▶ **BRIEF**:
Lay out the records below as a numbered list, covering everything from the start down to and including the line that contains "[[227, 199]]". Skip any blank lines.

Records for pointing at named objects
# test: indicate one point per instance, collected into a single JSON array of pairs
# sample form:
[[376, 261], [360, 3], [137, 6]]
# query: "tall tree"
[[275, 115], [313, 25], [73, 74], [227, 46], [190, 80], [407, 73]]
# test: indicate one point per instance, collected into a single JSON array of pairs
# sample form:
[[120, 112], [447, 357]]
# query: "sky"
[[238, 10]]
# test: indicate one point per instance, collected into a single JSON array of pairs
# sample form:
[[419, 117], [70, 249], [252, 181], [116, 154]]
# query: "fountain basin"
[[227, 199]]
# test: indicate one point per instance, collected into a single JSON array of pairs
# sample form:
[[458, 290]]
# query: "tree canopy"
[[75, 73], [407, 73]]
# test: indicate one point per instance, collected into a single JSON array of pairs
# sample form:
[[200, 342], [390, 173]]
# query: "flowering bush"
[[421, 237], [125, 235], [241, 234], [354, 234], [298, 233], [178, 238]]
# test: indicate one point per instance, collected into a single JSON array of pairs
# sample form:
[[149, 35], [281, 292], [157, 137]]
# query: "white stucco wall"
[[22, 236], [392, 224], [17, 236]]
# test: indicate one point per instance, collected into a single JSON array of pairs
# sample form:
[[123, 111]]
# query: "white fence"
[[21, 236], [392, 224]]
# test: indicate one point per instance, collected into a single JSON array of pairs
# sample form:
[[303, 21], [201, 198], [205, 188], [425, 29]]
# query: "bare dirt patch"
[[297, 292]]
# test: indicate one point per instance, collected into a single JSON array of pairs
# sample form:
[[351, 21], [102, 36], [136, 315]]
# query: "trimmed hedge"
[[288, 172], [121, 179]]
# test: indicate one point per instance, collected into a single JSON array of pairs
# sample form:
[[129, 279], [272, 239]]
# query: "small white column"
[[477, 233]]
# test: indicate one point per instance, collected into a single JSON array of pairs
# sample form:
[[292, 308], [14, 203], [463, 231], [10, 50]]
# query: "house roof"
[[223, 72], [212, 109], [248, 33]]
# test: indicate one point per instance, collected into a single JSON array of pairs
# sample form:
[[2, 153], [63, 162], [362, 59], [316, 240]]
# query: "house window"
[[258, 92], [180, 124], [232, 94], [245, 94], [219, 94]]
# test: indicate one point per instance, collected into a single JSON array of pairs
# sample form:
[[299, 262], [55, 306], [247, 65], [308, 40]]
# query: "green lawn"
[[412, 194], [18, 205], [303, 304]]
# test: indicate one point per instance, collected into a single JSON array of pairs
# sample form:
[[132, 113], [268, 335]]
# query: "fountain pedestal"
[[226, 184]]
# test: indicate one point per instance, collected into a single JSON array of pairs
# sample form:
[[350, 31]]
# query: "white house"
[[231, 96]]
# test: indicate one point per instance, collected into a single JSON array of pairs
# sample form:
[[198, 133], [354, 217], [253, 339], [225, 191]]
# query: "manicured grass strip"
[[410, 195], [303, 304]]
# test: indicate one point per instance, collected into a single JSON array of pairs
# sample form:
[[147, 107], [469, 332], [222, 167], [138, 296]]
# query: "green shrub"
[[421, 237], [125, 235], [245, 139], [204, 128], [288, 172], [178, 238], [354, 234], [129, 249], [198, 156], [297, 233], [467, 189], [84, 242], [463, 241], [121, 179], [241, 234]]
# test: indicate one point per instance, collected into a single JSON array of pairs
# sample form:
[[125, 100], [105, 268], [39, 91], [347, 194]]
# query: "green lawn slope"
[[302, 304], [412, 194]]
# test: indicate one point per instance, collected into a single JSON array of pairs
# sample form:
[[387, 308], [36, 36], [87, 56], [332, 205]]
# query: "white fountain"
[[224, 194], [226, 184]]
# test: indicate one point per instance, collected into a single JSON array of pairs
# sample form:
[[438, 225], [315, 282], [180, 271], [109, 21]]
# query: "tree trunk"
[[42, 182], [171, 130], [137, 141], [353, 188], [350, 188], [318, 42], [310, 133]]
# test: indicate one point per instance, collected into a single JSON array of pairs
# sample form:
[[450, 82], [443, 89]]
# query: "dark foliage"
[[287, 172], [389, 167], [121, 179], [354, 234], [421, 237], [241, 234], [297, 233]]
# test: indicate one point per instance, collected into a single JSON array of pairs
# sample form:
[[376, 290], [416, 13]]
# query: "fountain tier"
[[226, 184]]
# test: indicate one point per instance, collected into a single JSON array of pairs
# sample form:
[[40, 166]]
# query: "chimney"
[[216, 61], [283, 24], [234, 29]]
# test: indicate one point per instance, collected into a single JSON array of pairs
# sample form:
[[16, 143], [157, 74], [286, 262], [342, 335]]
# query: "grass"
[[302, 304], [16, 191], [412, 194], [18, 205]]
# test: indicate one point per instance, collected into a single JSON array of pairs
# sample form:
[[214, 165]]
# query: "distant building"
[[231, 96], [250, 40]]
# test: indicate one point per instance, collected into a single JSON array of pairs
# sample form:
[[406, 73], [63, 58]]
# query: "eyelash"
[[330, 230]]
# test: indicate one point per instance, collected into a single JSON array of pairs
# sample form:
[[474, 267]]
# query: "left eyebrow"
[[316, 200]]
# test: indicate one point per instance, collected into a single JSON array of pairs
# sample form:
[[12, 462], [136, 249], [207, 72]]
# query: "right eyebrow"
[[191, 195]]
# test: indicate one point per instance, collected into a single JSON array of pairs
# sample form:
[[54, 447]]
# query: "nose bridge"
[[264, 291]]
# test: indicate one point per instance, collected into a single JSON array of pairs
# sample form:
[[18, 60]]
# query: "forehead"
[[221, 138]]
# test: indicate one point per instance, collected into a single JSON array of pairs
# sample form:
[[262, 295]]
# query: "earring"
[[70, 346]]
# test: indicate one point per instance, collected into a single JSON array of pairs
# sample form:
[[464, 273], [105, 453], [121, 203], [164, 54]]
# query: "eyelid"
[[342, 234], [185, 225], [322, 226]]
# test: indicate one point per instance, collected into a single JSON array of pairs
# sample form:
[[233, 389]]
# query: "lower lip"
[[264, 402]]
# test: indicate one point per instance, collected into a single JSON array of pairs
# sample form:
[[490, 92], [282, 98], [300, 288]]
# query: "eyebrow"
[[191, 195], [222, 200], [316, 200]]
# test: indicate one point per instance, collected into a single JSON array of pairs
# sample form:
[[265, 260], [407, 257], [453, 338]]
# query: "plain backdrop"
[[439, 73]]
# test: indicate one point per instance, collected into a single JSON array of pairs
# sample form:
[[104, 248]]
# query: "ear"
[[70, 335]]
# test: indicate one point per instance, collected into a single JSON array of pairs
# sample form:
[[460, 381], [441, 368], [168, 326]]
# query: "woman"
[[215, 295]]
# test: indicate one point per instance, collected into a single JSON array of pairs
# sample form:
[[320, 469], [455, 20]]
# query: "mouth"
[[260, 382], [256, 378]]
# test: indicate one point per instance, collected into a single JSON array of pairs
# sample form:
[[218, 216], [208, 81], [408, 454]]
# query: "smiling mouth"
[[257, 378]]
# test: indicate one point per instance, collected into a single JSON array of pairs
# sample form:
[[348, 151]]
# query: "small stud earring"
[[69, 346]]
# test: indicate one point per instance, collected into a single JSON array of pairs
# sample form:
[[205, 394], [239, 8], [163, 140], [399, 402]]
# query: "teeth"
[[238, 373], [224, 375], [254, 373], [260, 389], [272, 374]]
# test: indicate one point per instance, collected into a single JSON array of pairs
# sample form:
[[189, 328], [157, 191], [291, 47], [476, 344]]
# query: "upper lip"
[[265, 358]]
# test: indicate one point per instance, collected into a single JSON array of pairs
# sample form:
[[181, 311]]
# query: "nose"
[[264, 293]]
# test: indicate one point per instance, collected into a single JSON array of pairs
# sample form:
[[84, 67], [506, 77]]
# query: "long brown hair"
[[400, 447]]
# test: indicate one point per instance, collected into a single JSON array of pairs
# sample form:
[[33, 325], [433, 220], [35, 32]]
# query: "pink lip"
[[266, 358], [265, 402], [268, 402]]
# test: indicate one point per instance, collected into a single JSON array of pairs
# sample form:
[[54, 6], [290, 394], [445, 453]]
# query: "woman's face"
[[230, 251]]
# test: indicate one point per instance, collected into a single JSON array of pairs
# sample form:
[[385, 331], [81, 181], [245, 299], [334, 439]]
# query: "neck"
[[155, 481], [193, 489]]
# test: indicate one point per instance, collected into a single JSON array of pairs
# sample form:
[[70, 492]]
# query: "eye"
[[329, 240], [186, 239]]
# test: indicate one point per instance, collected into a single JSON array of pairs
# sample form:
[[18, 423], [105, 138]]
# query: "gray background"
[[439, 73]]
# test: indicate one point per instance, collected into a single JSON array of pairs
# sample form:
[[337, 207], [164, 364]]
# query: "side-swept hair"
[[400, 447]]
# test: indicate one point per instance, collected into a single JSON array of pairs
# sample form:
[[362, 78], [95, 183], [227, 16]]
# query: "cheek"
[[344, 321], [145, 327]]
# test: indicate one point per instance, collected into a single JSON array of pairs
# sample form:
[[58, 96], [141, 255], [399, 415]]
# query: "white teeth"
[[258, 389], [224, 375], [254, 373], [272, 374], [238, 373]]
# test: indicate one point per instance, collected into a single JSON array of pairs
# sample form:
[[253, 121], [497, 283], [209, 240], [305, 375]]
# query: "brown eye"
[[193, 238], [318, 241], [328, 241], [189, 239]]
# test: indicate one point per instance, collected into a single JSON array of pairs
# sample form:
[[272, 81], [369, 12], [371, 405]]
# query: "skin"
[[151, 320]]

▶ **EXERCISE SOLUTION**:
1. # test: indicate one point per instance, collected into a single JSON array of pairs
2. # sample form:
3. [[376, 261], [360, 3], [137, 6]]
4. # query: "tall tree"
5. [[275, 115], [313, 25], [73, 74], [227, 46], [190, 80], [407, 73]]
6. # test: indicate one point per instance, collected into a single JSON array of pairs
7. # sample form:
8. [[120, 112], [447, 357]]
9. # query: "sky"
10. [[238, 10]]
11. # test: indicate one point per instance, collected into a single JSON array of pairs
12. # sample form:
13. [[419, 117], [70, 249], [252, 181], [116, 154]]
14. # query: "fountain basin"
15. [[227, 199]]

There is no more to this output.